* Instructions for the task
Please count the lines in the rows below that contain the word "small", and give only that number.

* Provided information
○ ○ ○ ○ ○ ○ ○

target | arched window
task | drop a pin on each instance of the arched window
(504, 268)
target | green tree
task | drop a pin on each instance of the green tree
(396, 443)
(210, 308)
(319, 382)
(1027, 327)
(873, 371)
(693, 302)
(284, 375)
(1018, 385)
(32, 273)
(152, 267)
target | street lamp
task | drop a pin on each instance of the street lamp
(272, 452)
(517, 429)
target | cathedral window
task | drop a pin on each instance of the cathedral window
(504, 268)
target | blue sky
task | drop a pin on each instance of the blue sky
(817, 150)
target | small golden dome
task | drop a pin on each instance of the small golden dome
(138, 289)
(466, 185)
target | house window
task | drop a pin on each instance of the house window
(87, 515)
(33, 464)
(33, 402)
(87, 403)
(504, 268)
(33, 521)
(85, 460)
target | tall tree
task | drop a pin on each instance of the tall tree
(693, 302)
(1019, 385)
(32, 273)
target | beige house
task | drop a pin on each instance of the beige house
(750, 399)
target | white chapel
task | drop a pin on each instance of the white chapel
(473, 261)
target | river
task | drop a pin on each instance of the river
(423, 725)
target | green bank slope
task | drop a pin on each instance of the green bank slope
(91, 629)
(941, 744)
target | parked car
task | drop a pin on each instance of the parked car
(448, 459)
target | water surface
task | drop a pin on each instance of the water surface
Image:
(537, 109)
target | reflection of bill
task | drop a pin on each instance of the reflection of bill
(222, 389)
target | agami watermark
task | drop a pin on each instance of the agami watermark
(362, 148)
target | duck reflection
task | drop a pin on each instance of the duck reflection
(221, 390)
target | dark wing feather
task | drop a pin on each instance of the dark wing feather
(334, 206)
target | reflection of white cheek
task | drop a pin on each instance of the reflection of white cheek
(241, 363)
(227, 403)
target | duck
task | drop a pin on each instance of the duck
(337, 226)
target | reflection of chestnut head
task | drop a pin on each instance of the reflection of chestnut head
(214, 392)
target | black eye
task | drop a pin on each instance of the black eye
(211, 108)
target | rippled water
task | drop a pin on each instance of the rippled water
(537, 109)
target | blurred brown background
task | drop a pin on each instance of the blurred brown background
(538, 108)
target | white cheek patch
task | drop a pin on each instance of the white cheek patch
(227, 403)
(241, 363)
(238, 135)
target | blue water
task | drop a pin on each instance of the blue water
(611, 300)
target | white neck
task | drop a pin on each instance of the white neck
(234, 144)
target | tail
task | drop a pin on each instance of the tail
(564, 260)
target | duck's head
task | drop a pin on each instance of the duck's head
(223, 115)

○ ○ ○ ○ ○ ○ ○

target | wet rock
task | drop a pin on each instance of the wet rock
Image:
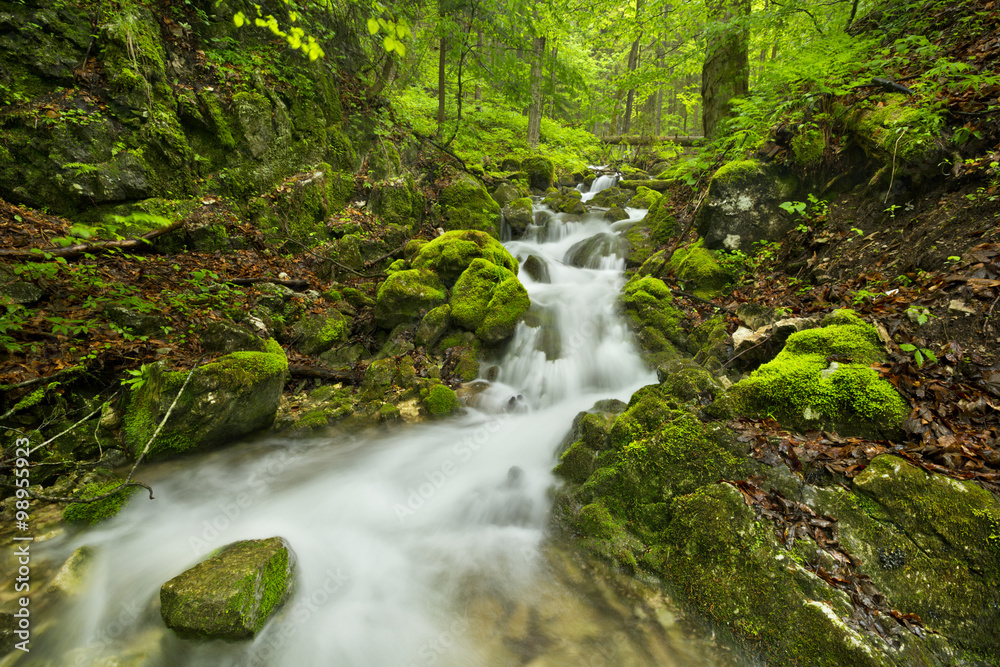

○ ○ ○ ○ ○ ○ ○

* Result below
2